Consigne A —
Dans l'article sur Mustard, réécris sous forme de liste le paragraphe qui commence par « On interroge souvent les compositeurs », en conservant ses faits principaux.

Extrait du document —
Comment Mustard est devenu le producteur le plus accompli de sa génération ?

Des hits en pagaille, des projets solo et un statut de boss de label : en moins de 10 ans, Mustard a presque accompli tout ce qu’il était donné à un producteur de faire. Et il en veut encore.

Photos : @aida_dahmani

« Je pensais seulement que je serais un DJ à L.A. pour le restant de mes jours. » Mustard n’a peut-être pas su voir son avenir, mais il a eu ce qu’il fallait de vision pour le rendre plus radieux qu’il ne devait l’être. Lui qui ne s’imaginait pas quitter Los Angeles se retrouve aujourd’hui à Paris pour la Fashion Week, après avoir déjà fait voyager sa musique à travers le globe. Et s’il n’est pas forcément connu de tous ceux qui rodent autour des défilés, impossible de ne pas le remarquer à sa large panoplie de bijoux clinquants, signes extérieurs d’une vie des plus fastes.

On interroge souvent les compositeurs sur ce qui fait la réussite dans leur corps de métier. Certains la mesurent au nombre de hits. D’autres voient comme un aboutissement ultime le fait de pouvoir sortir des projets à son nom, sans être contraint de rester l’ombre d’un interprète. Quant à Scott Storch, il considère que le vrai tour de force d’un producteur réside en sa capacité à développer un artiste. Mustard ne s’est pas embêté à chercher la bonne réponse : il a préféré coché toutes les cases.

Listing extrait —
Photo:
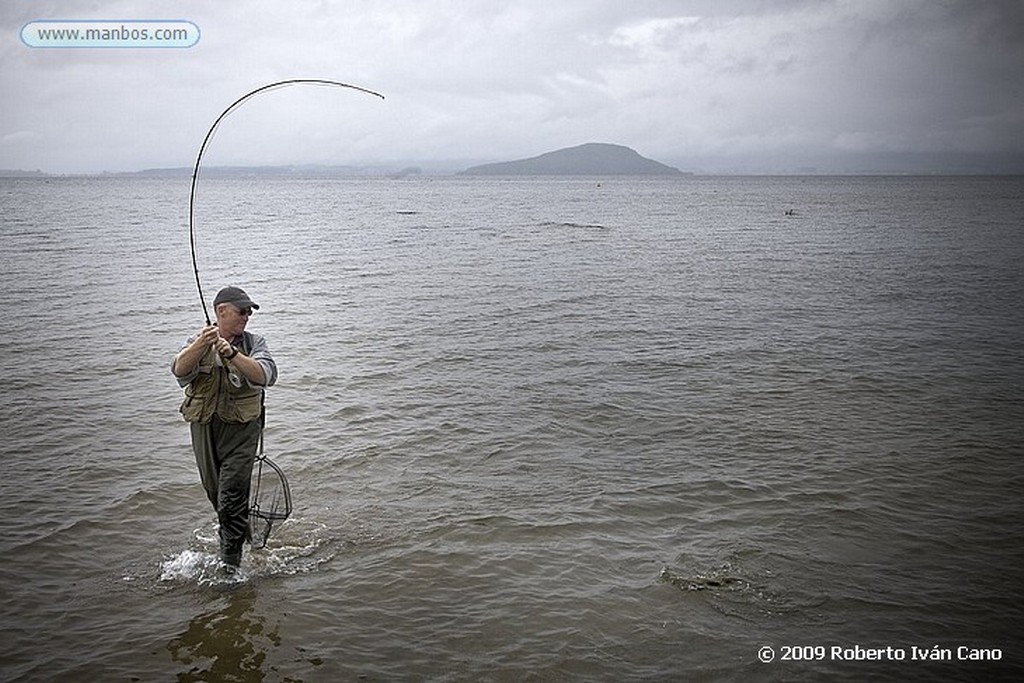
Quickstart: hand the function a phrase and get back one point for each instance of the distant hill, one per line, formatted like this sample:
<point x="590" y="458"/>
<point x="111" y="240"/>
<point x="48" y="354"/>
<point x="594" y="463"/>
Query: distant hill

Consigne B —
Restitue les lignes du listing sous forme de liste numérotée, sans les lignes vides et en laissant de côté l'image.

Résultat final A —
- Les compositeurs sont souvent interrogés sur ce qui fait la réussite dans leur métier.
- Certains la mesurent au nombre de hits.
- D'autres considèrent comme l'aboutissement ultime le fait de sortir des projets à leur nom, sans rester l'ombre d'un interprète.
- Pour Scott Storch, le vrai tour de force d'un producteur est sa capacité à développer un artiste.
- Mustard a choisi de cocher toutes les cases.

Résultat final B —
1. Photo:
2. Quickstart: hand the function a phrase and get back one point for each instance of the distant hill, one per line, formatted like this sample:
3. <point x="590" y="458"/>
4. <point x="111" y="240"/>
5. <point x="48" y="354"/>
6. <point x="594" y="463"/>
7. Query: distant hill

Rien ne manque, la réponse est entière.